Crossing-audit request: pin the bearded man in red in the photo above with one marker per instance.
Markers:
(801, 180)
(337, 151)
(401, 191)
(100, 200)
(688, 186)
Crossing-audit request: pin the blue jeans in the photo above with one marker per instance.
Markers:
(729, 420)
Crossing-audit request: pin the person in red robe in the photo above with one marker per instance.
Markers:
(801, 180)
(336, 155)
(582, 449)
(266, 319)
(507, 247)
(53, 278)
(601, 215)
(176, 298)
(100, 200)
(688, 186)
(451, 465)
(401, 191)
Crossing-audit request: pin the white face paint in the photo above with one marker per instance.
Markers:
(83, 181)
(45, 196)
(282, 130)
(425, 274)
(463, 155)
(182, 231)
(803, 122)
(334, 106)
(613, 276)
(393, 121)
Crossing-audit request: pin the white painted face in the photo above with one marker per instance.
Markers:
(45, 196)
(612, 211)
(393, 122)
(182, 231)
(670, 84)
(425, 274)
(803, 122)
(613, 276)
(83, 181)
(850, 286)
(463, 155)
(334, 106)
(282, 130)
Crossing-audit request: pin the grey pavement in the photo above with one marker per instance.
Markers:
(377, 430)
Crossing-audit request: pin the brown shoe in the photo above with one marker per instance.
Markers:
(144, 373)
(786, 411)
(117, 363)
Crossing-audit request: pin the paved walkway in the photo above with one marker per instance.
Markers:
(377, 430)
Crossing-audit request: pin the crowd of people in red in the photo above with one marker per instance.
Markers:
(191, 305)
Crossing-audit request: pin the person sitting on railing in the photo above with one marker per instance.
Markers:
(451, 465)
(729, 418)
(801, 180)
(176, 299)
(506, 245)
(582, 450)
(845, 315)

▬▬▬

TO DO. Take the line in which "Crossing-audit request: pin the white painted" occurs and each subsequent line through the end; give these lines again without alteration.

RESULT OF THE EXERCISE.
Crossing-audit request: pin the white painted face in the photo above with one marker per instance.
Markers:
(45, 196)
(612, 211)
(393, 122)
(182, 231)
(670, 84)
(425, 274)
(803, 122)
(613, 276)
(83, 181)
(850, 286)
(463, 155)
(334, 106)
(282, 130)
Crossing-audit request: pin the grey pavement in the photo above with one marker per instance.
Markers:
(377, 430)
Crossing-audit request: pin the brown shoe in the photo above with one marker per instance.
Markers:
(144, 373)
(786, 411)
(117, 363)
Crossing-audit request: pin the paved walkway in the photo above with one marker per instance.
Markers:
(377, 430)
Crossing-audit request: pin the crowd of people in red in the photo above with one marker per instance.
Markers:
(191, 305)
Crossing-audit request: pin the person sitting on railing in the photo above with one marker per instance.
Markers:
(451, 465)
(729, 418)
(801, 180)
(176, 299)
(506, 245)
(582, 450)
(845, 315)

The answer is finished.